● Selection:
--- BEGIN ---

Streaming algorithm for counting triangles in a graph

As described in the reference, the algorithm (see at the bottom) supposes to output an estimator $ \hat T$ for the # of triangles in a given graph $ G = (V, E)$ , denoted $ T$ . It is written that "it can easily be shown" that $ $ E[\hat T] = T $ $ But unfortunately, I’m not seeing it. Trying to analyze $ E[\hat T]$ , I think as follows:

  • At line 1, denote the probability to randomly (and uniformly) choose an edge which is part of a triangle as $ p$ . Since triangles can share edges, $ $ \frac T m \le p \le \frac {3T} m $ $ For example, consider the following case:

    enter image description here

    The central triangle doesn’t add new edges to the # of possibilities to choose an edge which is part of a triangle. You can imagine a different configuration, in which there are only the 3 outer triangles and they don’t touch each other (in this configuration, we won’t see the central 4th triangle). In both cases ((case i) 4 triangles as seen in the image; (case ii) 3 disjoint triangles), the probability to choose an edge which is part of a triangle is 1 (although the # of triangles is different).

--- END ---

Write out the triangle-counting post word for word, from "enter image description" up to and including "triangles is different).". Rely on nothing but the triangle-counting post.

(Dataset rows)
--- BEGIN ---

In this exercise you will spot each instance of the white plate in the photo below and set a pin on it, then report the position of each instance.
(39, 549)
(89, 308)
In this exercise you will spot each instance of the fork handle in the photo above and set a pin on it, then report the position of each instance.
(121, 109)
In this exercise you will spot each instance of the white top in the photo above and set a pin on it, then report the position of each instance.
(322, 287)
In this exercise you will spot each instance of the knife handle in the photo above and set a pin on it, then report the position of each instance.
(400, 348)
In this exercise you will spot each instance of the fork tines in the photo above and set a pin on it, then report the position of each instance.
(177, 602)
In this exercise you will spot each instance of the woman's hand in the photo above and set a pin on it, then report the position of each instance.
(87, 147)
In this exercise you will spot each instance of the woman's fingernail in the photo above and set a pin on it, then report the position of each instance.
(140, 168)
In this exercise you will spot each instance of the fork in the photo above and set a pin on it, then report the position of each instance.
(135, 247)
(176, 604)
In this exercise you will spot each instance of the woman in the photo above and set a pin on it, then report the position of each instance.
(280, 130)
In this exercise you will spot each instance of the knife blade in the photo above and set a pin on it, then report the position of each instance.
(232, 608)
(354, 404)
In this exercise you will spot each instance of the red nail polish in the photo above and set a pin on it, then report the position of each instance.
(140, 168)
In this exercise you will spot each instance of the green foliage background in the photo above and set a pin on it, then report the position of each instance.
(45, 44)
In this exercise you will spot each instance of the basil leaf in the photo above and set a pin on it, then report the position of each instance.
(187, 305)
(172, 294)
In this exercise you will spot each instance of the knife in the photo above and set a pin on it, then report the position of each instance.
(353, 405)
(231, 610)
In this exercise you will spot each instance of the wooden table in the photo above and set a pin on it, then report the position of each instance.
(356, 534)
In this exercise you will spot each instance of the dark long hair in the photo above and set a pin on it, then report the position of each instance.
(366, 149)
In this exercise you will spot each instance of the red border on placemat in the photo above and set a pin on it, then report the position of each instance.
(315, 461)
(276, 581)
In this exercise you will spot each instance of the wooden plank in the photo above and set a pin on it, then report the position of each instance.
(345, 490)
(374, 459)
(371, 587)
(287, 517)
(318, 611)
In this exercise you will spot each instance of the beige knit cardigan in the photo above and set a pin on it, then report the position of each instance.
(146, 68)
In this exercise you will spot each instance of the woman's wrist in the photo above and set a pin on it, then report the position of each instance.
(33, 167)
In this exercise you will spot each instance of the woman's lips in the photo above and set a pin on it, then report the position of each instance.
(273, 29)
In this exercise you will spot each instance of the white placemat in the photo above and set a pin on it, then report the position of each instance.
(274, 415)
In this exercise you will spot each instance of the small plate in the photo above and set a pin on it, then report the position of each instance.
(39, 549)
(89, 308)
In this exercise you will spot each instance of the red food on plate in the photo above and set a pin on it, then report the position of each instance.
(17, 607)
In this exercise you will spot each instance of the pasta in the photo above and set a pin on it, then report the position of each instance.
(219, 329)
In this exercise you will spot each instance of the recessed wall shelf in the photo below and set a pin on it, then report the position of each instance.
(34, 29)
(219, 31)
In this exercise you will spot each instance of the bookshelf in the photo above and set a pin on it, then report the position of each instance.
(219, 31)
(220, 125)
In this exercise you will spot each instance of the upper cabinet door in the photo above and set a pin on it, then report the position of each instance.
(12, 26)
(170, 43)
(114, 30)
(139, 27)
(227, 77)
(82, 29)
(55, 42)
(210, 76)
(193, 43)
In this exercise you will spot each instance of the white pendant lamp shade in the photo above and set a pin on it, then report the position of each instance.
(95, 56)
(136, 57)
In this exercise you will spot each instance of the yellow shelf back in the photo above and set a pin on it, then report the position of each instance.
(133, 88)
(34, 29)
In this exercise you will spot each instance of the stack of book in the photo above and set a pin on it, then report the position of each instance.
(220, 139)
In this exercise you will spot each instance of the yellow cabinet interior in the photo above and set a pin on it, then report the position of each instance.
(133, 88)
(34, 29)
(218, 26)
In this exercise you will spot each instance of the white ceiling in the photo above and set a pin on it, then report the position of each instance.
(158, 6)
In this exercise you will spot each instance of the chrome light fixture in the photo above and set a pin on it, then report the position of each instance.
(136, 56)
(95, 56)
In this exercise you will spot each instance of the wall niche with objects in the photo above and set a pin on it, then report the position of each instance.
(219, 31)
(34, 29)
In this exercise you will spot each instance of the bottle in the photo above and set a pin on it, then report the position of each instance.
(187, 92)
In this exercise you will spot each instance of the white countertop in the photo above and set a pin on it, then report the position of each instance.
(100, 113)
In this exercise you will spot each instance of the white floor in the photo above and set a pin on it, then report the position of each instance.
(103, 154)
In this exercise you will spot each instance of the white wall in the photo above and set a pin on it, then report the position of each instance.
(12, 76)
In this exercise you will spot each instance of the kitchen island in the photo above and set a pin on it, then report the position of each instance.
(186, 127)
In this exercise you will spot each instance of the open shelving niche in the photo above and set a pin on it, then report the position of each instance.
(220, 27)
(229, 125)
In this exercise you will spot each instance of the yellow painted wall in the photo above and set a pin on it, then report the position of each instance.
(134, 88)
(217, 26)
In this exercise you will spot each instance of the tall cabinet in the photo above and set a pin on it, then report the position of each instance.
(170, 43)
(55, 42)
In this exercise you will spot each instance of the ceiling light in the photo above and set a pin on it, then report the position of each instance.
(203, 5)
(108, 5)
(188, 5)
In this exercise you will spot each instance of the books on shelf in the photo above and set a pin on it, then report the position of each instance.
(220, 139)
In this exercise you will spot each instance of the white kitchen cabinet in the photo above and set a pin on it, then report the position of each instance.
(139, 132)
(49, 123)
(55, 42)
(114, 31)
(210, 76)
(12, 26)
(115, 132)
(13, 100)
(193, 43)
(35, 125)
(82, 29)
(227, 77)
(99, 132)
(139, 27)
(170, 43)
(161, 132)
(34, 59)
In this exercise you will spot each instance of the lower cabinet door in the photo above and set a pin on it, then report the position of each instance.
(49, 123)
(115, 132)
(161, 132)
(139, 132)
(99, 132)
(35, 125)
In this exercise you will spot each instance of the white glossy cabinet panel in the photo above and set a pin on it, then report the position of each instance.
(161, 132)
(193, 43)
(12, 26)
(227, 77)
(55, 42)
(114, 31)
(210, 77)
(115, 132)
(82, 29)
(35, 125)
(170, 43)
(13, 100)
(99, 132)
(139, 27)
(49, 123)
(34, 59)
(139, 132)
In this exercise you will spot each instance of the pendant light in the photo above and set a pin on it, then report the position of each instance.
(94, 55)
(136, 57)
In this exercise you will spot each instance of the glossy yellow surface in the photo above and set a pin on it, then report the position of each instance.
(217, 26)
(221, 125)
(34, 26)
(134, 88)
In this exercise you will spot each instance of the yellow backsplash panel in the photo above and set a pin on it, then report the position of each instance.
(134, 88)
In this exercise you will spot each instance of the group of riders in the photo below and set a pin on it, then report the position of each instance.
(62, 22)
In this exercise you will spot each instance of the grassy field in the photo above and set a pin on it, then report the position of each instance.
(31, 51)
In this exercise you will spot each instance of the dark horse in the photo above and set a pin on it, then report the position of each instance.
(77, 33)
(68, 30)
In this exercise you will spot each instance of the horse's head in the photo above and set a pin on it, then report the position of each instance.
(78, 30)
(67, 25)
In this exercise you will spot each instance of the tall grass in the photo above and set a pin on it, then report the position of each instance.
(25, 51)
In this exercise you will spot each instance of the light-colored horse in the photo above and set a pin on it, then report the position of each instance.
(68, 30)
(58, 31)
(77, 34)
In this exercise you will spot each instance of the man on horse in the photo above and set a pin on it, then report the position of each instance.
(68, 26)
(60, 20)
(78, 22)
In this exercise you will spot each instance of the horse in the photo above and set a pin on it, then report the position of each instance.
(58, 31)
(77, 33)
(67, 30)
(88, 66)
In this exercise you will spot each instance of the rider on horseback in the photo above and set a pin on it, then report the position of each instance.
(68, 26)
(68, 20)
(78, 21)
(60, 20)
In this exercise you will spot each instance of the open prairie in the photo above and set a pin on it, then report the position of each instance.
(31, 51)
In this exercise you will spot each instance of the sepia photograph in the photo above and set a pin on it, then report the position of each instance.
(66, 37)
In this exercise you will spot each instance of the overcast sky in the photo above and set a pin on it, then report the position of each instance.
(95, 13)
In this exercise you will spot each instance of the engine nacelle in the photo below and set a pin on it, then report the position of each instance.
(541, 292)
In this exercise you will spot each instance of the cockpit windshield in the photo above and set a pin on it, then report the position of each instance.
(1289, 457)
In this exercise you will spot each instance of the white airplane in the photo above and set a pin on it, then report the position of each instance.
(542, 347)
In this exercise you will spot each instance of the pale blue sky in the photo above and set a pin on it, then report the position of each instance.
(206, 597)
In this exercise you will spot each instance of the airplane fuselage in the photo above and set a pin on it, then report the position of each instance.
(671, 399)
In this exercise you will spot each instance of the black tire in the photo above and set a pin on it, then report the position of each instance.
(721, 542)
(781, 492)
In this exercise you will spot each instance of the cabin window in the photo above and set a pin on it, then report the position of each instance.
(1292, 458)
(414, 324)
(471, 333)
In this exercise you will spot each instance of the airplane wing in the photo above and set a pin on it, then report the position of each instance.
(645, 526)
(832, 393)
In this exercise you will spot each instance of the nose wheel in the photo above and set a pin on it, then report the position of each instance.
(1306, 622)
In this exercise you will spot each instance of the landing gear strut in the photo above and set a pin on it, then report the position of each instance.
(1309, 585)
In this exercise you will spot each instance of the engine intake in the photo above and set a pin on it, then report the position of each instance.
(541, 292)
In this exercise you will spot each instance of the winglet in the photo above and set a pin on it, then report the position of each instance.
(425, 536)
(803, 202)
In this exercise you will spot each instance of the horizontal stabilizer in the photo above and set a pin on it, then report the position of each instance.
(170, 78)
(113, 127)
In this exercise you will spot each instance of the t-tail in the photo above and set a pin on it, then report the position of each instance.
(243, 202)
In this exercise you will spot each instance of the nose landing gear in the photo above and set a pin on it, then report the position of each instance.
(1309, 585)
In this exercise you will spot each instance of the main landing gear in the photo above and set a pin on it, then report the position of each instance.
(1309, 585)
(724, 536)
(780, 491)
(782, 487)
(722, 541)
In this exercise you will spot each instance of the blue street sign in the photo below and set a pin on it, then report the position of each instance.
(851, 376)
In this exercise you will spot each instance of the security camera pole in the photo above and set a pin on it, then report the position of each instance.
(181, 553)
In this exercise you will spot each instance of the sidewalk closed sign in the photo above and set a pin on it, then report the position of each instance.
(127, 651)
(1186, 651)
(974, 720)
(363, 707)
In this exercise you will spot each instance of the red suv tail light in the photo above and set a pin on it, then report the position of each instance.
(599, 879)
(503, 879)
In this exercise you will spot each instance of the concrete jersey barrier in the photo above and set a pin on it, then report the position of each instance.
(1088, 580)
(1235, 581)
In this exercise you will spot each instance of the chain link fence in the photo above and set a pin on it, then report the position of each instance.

--- END ---

● Response:
enter image description here

    The central triangle doesn’t add new edges to the # of possibilities to choose an edge which is part of a triangle. You can imagine a different configuration, in which there are only the 3 outer triangles and they don’t touch each other (in this configuration, we won’t see the central 4th triangle). In both cases ((case i) 4 triangles as seen in the image; (case ii) 3 disjoint triangles), the probability to choose an edge which is part of a triangle is 1 (although the # of triangles is different).